### GIVEN REQUEST
In the biographical sketch of Maurice Moynihan, where was he born?

─── EXTRACTED TEXT ───

Moynihan, Maurice Gerard (1902–99), civil servant and governor of the Central Bank, was born 19 December 1902 in Tralee, Co. Kerry, fourth child and third son of Maurice Moynihan and Mary Moynihan (née Power), and had four brothers and an elder sister. The Moynihans and the Powers were prominent Kerry Fenians who had been active in the land war. Maurice Moynihan senior remained a member of the IRB until his death in 1918.
Like his two older brothers, Michael and John (qv), Maurice junior was educated at the CBS in Tralee. He learned Irish there and became a fluent speaker. When his father contracted tuberculosis in 1913, Michael became the mainstay of the family. He had made his way through school and university by winning a series of scholarships, and in 1910 won seventh place in the home civil service examinations. In 1914 Michael joined the British army, a decision that caused much division within the family. Back home his father was privy to the plans being hatched for a rising in Kerry. On Easter Saturday 1916 his son Maurice, then a schoolboy of thirteen, saw a tall man, surrounded by RIC and soldiers, being marched through the streets of Tralee. He ran home to tell his father and only realised many years later, from his memory of the expression on his father's face, that he had known the man was Roger Casement (qv). In 1965, when watching the return of Casement's remains to Ireland, he felt that a private as well as a public chapter had closed.

─── DATASET CONTENT ───

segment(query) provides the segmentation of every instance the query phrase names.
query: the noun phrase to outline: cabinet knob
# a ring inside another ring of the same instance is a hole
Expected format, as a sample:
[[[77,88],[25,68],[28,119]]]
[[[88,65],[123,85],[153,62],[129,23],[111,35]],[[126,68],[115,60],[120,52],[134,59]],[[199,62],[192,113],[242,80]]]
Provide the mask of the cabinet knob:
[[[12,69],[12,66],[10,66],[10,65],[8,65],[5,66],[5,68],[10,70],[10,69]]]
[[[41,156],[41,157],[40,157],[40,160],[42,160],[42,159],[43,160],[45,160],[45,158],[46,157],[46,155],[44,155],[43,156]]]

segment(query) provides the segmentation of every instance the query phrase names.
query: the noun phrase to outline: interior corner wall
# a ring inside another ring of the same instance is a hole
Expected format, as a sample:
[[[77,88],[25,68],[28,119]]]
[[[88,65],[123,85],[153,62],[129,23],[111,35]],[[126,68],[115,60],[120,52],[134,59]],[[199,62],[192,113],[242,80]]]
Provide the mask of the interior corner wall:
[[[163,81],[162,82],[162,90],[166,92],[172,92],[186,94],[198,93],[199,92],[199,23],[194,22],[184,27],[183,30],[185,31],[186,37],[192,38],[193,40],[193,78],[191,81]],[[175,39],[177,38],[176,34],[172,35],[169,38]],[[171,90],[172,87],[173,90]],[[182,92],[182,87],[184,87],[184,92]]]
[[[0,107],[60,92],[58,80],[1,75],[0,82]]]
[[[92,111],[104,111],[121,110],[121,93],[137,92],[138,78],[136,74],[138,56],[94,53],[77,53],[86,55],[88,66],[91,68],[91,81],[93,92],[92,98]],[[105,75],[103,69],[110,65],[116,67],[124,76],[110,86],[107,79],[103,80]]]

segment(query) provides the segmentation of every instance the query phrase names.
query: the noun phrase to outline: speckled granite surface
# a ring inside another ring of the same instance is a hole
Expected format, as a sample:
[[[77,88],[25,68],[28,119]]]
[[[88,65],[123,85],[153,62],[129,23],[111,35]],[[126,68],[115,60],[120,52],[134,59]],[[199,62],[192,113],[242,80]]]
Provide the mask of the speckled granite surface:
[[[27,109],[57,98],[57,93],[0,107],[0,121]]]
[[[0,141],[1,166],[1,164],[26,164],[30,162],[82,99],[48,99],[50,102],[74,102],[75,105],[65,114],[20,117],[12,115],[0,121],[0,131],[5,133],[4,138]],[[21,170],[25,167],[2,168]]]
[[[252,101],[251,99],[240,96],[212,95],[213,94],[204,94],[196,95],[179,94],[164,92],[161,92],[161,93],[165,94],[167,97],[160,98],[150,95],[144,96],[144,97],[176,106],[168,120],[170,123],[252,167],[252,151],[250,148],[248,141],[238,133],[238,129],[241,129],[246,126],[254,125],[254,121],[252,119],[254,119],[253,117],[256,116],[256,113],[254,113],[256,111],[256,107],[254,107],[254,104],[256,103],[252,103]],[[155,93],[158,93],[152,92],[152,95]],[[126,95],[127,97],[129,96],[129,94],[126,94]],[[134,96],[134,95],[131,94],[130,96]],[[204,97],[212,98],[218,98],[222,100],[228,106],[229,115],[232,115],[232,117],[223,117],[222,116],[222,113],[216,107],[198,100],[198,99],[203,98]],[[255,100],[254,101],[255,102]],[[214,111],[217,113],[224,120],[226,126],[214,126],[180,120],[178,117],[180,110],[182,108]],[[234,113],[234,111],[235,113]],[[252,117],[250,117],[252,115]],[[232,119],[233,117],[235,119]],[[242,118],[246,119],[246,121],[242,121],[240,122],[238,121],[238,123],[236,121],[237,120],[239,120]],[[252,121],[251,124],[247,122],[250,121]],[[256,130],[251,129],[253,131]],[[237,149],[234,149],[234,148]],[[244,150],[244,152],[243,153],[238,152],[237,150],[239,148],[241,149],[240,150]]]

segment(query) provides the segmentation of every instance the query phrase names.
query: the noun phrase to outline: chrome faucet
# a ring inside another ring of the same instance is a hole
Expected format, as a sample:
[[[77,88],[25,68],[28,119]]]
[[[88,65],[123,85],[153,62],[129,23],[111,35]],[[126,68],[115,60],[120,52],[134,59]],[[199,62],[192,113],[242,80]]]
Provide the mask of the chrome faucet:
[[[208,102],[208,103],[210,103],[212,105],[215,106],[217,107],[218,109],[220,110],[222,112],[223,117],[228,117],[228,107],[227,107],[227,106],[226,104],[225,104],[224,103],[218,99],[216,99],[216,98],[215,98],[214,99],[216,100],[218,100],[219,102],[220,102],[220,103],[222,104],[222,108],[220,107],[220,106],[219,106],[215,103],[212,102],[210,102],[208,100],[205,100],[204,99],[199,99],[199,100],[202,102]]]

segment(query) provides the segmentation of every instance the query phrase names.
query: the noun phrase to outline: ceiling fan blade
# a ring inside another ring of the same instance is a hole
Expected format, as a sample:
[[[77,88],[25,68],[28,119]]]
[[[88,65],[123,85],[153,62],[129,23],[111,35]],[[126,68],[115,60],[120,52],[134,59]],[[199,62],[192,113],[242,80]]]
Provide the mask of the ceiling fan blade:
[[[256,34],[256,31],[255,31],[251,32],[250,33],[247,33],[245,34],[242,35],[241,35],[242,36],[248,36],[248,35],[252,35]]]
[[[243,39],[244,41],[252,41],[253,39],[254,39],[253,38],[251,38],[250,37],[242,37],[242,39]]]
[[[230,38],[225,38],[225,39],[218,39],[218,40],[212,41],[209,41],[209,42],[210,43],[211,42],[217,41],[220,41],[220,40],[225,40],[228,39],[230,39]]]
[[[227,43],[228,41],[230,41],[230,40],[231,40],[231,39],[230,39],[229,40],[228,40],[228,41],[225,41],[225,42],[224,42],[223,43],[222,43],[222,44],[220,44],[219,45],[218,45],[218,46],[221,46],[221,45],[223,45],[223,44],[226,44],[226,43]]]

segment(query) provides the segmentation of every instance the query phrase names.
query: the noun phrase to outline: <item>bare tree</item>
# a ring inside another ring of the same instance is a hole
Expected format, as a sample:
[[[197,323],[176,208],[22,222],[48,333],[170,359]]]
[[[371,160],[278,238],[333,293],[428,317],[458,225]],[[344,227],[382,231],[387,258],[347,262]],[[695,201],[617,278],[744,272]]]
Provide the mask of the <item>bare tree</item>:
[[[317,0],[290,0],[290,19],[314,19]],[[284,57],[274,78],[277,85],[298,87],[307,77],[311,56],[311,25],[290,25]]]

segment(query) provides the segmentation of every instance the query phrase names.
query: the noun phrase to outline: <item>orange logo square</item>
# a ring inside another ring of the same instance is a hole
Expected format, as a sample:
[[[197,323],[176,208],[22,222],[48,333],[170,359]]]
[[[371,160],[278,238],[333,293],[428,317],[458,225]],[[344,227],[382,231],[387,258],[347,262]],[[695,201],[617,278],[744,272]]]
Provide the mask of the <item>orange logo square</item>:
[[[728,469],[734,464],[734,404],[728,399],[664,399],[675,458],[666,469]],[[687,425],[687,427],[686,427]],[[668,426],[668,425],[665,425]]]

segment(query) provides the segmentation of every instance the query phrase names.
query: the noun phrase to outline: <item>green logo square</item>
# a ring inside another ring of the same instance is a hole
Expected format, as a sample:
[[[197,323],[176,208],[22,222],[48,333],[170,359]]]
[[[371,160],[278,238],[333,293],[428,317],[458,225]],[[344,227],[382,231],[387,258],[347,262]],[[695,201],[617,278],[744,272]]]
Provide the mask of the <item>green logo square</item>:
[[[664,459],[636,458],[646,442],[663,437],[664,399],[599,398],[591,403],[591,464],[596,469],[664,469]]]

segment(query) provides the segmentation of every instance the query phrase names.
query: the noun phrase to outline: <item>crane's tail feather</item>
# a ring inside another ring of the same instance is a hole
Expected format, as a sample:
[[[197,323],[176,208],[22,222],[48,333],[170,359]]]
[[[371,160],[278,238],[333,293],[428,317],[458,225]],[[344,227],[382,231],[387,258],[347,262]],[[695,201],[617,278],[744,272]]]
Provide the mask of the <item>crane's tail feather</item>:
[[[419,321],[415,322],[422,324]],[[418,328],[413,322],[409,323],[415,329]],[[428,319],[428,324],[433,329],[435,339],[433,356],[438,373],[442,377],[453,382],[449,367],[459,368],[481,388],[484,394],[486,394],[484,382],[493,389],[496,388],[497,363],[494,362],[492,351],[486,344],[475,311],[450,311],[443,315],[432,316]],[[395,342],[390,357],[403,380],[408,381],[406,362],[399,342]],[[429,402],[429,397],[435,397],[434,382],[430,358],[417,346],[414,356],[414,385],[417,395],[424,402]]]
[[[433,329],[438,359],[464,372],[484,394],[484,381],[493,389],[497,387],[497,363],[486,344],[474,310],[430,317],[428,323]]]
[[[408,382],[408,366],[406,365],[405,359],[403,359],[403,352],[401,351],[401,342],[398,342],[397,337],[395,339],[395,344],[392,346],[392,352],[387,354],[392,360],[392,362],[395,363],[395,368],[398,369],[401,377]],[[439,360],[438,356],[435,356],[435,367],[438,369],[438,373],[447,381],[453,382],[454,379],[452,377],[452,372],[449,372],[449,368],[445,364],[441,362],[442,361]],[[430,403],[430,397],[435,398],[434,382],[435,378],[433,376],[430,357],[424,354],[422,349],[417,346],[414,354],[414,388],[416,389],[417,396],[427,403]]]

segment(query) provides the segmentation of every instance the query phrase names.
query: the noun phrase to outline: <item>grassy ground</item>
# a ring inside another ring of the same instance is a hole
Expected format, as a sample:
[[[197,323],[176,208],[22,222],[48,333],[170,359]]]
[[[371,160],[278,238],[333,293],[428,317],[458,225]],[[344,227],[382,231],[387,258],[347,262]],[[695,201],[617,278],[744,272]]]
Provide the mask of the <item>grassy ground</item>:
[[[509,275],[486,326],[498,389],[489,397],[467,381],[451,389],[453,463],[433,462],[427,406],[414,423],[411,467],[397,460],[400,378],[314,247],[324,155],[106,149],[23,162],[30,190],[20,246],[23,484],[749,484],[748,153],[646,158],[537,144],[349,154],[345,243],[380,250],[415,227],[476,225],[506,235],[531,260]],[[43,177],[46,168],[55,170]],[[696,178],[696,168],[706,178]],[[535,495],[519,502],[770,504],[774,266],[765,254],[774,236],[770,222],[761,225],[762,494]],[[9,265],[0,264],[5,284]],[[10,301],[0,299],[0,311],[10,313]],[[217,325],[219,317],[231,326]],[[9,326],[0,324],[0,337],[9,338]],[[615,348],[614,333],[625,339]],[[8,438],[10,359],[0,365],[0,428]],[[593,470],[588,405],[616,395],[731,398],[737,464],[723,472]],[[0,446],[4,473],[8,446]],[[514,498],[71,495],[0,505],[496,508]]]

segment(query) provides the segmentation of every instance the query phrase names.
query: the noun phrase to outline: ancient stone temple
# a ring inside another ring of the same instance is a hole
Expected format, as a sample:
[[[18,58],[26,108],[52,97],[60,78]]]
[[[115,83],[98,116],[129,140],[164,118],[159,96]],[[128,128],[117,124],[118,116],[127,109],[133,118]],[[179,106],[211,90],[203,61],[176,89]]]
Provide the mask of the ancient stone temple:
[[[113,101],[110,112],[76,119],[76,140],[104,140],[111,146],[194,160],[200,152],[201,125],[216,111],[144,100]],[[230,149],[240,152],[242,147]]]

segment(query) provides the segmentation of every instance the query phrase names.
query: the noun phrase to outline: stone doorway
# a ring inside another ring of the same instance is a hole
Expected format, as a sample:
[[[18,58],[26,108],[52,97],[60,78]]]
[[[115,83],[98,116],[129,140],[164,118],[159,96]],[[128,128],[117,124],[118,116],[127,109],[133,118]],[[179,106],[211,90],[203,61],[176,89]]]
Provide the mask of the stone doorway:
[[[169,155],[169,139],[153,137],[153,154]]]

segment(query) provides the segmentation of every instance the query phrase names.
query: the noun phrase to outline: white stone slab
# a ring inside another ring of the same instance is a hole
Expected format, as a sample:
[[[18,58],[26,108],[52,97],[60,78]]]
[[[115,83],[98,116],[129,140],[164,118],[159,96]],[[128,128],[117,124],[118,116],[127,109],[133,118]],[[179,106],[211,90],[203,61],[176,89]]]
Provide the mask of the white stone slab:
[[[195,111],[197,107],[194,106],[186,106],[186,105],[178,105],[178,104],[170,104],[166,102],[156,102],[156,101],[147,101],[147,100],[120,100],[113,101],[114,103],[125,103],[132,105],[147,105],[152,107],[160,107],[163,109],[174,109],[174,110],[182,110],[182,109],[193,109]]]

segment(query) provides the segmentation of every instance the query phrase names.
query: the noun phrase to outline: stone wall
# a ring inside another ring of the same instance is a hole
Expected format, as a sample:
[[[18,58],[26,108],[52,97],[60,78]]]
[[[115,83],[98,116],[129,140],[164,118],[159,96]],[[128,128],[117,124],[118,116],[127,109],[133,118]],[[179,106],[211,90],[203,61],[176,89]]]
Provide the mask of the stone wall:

───

### CORRECT RESPONSE
Tralee, Co. Kerry.